*** Material for this exercise
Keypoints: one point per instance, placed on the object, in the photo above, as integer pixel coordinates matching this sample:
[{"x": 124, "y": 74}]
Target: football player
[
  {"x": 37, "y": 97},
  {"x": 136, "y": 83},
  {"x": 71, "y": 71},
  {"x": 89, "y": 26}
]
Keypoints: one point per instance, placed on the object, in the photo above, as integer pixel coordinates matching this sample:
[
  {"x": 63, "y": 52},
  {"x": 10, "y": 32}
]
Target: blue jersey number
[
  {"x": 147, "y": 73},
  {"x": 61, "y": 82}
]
******
## Problem requirements
Could you output every record above exactly as written?

## Result for this exercise
Keypoints: one point per instance, placed on the object, in the photo above, as integer pixel coordinates matching this sample:
[{"x": 124, "y": 74}]
Target: football player
[
  {"x": 37, "y": 97},
  {"x": 136, "y": 83},
  {"x": 71, "y": 71},
  {"x": 89, "y": 26}
]
Keypoints: one point per instance, placed on the object, in the photo above, as integer pixel coordinates matching this sample:
[
  {"x": 63, "y": 52},
  {"x": 10, "y": 32}
]
Target: blue jersey number
[
  {"x": 147, "y": 73},
  {"x": 61, "y": 82}
]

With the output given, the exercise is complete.